■ WHAT THE TASK ASKS:
Without changing a single character, copy every record below.

MATERIAL FOR THIS EXERCISE below:

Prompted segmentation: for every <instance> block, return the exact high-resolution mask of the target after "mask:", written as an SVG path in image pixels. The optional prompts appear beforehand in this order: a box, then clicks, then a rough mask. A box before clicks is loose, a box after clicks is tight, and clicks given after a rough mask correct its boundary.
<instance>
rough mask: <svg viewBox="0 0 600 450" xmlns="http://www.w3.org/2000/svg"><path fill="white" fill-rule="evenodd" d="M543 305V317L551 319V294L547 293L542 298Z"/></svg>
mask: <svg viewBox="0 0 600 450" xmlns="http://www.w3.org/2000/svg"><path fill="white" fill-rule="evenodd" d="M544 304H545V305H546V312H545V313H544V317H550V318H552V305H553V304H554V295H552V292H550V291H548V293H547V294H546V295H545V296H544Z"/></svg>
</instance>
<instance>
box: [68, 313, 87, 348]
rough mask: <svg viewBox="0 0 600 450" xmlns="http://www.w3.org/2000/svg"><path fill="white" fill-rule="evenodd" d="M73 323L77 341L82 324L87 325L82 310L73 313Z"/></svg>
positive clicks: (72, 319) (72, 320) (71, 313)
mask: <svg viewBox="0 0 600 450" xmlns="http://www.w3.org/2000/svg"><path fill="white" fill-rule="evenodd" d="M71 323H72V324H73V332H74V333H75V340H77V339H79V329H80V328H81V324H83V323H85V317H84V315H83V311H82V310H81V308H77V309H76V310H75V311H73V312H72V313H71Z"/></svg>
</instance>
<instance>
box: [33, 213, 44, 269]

End of MATERIAL FOR THIS EXERCISE.

■ WRITTEN REPLY:
Prompted segmentation: for every <instance> block, return the exact high-resolution mask of the target after "mask:", written as an SVG path in image pixels. The optional prompts appear beforehand in this order: a box, then clicks, then a rough mask. A box before clicks is loose, a box after clicks is tight, and clicks given after a rough mask correct its boundary.
<instance>
rough mask: <svg viewBox="0 0 600 450" xmlns="http://www.w3.org/2000/svg"><path fill="white" fill-rule="evenodd" d="M543 305V317L551 319V294L547 293L542 298Z"/></svg>
mask: <svg viewBox="0 0 600 450" xmlns="http://www.w3.org/2000/svg"><path fill="white" fill-rule="evenodd" d="M544 304H545V305H546V312H545V313H544V317H550V318H552V305H553V304H554V295H552V292H550V291H548V293H547V294H546V295H545V296H544Z"/></svg>
</instance>
<instance>
box: [68, 313, 87, 348]
rough mask: <svg viewBox="0 0 600 450" xmlns="http://www.w3.org/2000/svg"><path fill="white" fill-rule="evenodd" d="M73 323L77 341L82 324L87 325L82 310L73 313Z"/></svg>
positive clicks: (72, 319) (72, 320) (71, 313)
mask: <svg viewBox="0 0 600 450" xmlns="http://www.w3.org/2000/svg"><path fill="white" fill-rule="evenodd" d="M71 323H72V324H73V332H74V333H75V340H77V339H79V329H80V328H81V324H83V323H85V317H84V315H83V311H82V310H81V308H77V309H76V310H75V311H73V312H72V313H71Z"/></svg>
</instance>
<instance>
box: [33, 213, 44, 269]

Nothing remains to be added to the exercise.